SET TASK ::
Rewrite the material below, replacing every "Indicate" with "Mark" and leaving everything else unchanged.

_ _ _ _ _ _ _

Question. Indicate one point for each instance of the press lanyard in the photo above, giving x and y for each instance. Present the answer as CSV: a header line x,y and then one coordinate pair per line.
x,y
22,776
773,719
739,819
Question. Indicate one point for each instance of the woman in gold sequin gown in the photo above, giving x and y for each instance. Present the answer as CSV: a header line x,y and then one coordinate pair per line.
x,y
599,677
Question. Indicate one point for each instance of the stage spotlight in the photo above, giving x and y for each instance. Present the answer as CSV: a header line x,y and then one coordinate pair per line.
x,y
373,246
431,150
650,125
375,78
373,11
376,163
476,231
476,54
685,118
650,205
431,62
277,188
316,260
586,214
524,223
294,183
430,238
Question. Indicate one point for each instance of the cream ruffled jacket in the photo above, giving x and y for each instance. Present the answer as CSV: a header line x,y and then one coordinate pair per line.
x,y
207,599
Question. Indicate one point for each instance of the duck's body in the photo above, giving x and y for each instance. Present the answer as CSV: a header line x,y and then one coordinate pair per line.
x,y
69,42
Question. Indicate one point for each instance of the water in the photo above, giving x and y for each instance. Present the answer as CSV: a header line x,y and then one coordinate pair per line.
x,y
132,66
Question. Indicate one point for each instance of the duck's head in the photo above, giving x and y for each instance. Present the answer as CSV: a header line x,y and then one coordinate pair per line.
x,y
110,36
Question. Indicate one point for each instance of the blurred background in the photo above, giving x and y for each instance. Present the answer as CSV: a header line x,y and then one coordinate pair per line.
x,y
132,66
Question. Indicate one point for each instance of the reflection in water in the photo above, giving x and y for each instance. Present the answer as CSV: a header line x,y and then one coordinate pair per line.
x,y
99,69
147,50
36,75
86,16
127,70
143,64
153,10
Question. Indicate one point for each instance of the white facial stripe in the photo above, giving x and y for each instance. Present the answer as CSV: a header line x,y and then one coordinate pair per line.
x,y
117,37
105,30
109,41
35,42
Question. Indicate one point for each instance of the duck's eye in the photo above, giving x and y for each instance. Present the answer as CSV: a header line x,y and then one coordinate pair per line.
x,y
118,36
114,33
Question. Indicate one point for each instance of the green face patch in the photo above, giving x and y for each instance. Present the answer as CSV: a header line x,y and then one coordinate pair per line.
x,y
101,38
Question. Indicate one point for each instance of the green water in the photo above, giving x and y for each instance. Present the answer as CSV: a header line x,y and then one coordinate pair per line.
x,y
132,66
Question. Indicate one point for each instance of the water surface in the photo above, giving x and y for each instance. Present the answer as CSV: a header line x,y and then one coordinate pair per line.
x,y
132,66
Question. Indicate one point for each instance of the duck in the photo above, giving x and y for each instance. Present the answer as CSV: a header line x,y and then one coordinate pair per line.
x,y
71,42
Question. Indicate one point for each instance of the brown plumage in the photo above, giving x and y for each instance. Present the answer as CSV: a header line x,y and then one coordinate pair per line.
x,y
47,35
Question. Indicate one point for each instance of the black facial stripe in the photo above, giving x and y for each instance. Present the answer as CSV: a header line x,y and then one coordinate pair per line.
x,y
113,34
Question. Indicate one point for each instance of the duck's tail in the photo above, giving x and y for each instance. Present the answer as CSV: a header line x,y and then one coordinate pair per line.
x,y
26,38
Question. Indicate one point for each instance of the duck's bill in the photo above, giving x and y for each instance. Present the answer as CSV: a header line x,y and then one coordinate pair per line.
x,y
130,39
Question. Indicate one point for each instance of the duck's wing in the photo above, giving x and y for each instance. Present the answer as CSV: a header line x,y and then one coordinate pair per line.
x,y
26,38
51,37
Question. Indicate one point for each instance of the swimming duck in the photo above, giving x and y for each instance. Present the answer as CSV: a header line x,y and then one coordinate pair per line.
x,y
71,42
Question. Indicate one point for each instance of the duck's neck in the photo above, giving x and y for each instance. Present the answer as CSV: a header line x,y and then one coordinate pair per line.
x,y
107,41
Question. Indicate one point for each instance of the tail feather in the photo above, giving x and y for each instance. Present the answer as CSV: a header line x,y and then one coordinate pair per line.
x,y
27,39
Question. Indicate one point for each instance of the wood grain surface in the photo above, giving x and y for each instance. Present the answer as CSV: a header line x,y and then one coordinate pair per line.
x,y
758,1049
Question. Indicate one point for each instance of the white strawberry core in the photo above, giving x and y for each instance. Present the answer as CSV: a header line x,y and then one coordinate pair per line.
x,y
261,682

_ _ _ _ _ _ _

ANSWER TO THE EXERCISE ::
Question. Mark one point for each instance of the press lanyard in the photo above, giving x and y for each instance. Present the answer as CSV: a header line x,y and then one coordinate pair per line.
x,y
22,776
773,719
739,819
Question. Mark one point for each instance of the woman in gold sequin gown in the photo above, giving x and y for each instance. Present the answer as CSV: a header line x,y and then one coordinate pair per line.
x,y
599,677
Question. Mark one point for each instance of the stage spotlight in the photo above, giving x and y for each instance. Present the answer as CSV: a header line x,y and then one coordinate pair per line.
x,y
373,246
431,150
650,125
375,78
373,11
376,163
476,231
476,54
685,118
650,205
431,62
277,188
316,260
586,214
524,223
294,183
430,238
Question. Mark one point for each instance of the cream ruffled jacket in the photo above, giving x and y for each instance. Present the answer as CSV: a header line x,y and then one coordinate pair per line.
x,y
207,599
Question. Mark one point for each instance of the duck's body in the photo above, giving x and y for each instance. Present the answer as CSV: a header line x,y and then one coordinate pair per line.
x,y
69,42
Question. Mark one point for each instance of the water in the photo above, giving x and y for each instance. Present the answer as CSV: a header line x,y and then one coordinate pair per line.
x,y
132,66
Question. Mark one point for each instance of the duck's head in the photo above, giving x and y for each instance. Present the answer as CSV: a header line x,y and then one coordinate pair per line.
x,y
110,36
Question. Mark one point for each instance of the blurred background in the photo above, giving x and y for each instance. Present the answer as CSV: a header line x,y and then one coordinate pair per line.
x,y
132,66
Question. Mark one point for each instance of the reflection in water in the photo above, giving x and y for each instance. Present the answer as CSV: a header line x,y and then one coordinate pair per line.
x,y
99,69
147,50
36,75
86,16
127,70
143,64
153,10
Question. Mark one point for each instance of the white facial stripe in the photo above, giving x and y for each instance. Present the answer as CSV: a header line x,y and then one coordinate pair per line.
x,y
117,37
105,30
109,41
35,42
Question. Mark one point for each instance of the duck's eye in the photo above, giving x and y for each instance. Present the answer as CSV: a header line x,y and then one coordinate pair per line.
x,y
118,36
114,33
Question. Mark one point for each instance of the green face patch in the photo above, giving x and y for each instance. Present the answer as CSV: a header line x,y and then one coordinate pair per line.
x,y
101,38
Question. Mark one point for each instance of the green water in the photo above, giving x and y for each instance. Present the answer as CSV: a header line x,y and then one coordinate pair per line.
x,y
132,66
Question. Mark one point for each instance of the water surface in the photo above, giving x and y for each instance. Present the answer as CSV: a header line x,y and then one coordinate pair per line.
x,y
132,66
Question. Mark one point for each instance of the duck in the photo above, giving x and y for each instance. Present the answer as CSV: a header line x,y and then one coordinate pair per line.
x,y
71,42
Question. Mark one point for each instance of the brown plumage in the photo above, giving x and y for each instance. Present the answer as CSV: a header line x,y and then one coordinate pair per line.
x,y
47,35
Question. Mark one point for each instance of the black facial stripe in the photo above, giving x and y for each instance. Present the answer as CSV: a header line x,y and then one coordinate pair per line.
x,y
113,34
Question. Mark one point for each instance of the duck's tail in the photo above, giving x and y for each instance. Present the answer as CSV: a header line x,y and then one coordinate pair per line.
x,y
26,38
Question. Mark one point for each instance of the duck's bill in the photo above, giving x and y for each instance. Present the answer as CSV: a header line x,y and then one coordinate pair per line.
x,y
130,39
Question. Mark one point for each instance of the duck's wing in the photo above, giving x and y for each instance. Present the answer as CSV: a header line x,y and then one coordinate pair per line.
x,y
26,38
51,37
Question. Mark one point for each instance of the swimming duck in the photo above, giving x and y for each instance. Present the answer as CSV: a header line x,y and then one coordinate pair per line.
x,y
71,42
Question. Mark one point for each instance of the duck's neck in the photo above, giving x and y for each instance. Present the answer as CSV: a header line x,y and then one coordinate pair per line.
x,y
107,41
Question. Mark one point for each instance of the tail feather in the photo above, giving x and y for each instance. Present the answer as CSV: a header line x,y and then one coordinate pair per line.
x,y
27,39
Question. Mark one point for each instance of the wood grain surface in the photo above, giving x and y for each instance. Present the answer as CSV: a header line x,y and then one coordinate pair per line.
x,y
758,1049
Question. Mark one point for each instance of the white strawberry core in the photo above, giving x and y for each instance. Present the answer as CSV: a header line x,y and then one coordinate pair per line.
x,y
261,682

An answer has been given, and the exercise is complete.